> Study material
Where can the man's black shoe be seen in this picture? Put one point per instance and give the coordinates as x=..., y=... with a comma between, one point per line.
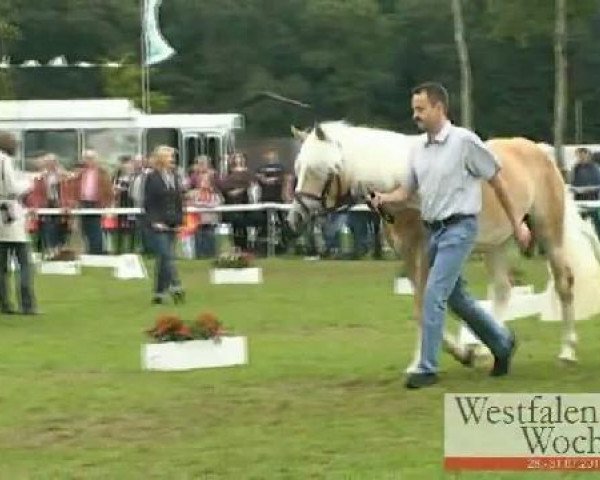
x=502, y=364
x=420, y=380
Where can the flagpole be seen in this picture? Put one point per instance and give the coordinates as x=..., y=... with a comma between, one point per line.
x=143, y=55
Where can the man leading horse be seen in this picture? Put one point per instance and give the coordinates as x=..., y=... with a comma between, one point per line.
x=446, y=168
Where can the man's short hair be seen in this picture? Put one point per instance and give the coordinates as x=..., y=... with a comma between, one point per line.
x=436, y=93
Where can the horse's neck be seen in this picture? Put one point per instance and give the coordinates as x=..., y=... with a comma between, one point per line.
x=378, y=159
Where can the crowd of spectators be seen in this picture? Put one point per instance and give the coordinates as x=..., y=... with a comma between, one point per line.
x=91, y=185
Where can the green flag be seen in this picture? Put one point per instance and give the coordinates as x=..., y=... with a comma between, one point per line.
x=157, y=48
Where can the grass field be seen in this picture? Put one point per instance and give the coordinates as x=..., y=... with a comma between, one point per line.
x=322, y=396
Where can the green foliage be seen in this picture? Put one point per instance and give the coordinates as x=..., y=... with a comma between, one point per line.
x=126, y=82
x=354, y=60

> Problem requirements
Copy the whole listing above word for word but do not carry over the pictures.

> Result
Where can the man's black shoe be seen in this picture? Put one point per instance and give the coordinates as x=..., y=... with a comma between, one point per line.
x=502, y=364
x=420, y=380
Where can the flagpole be seen in this picture? Put one point per instance and give the coordinates as x=..., y=... with a comma between, one point per line.
x=143, y=55
Where can the man leading horse be seen in this picture? Put one point per instance and give the coordinates as x=..., y=... with a comma between, one point per line.
x=446, y=168
Where can the man's short hair be seen in this picture? Put one point per instance and give the coordinates as x=..., y=... with a comma between, one point per line.
x=436, y=93
Where can the horse's neck be seen in this picture? Put one point per instance and give the coordinates as x=..., y=... with a comma between, one point per line.
x=378, y=159
Where can the crowd of spectators be seen in this picture? Put one point per instance and give the coordinates as x=..., y=... with a comma between, one point per line.
x=91, y=185
Where can the green flag be seen in this picture? Put one point per instance and give the coordinates as x=..., y=... with a comma between, one point per line.
x=157, y=48
Where can the grass field be seen in this picture? Put one point per instance and give the coordinates as x=..., y=... with a comma between, one point per line.
x=322, y=396
Where can the green foliage be seen in this picture? Put one point per instance and give the coordinates as x=..., y=... with a comma between, one point per line.
x=126, y=82
x=354, y=60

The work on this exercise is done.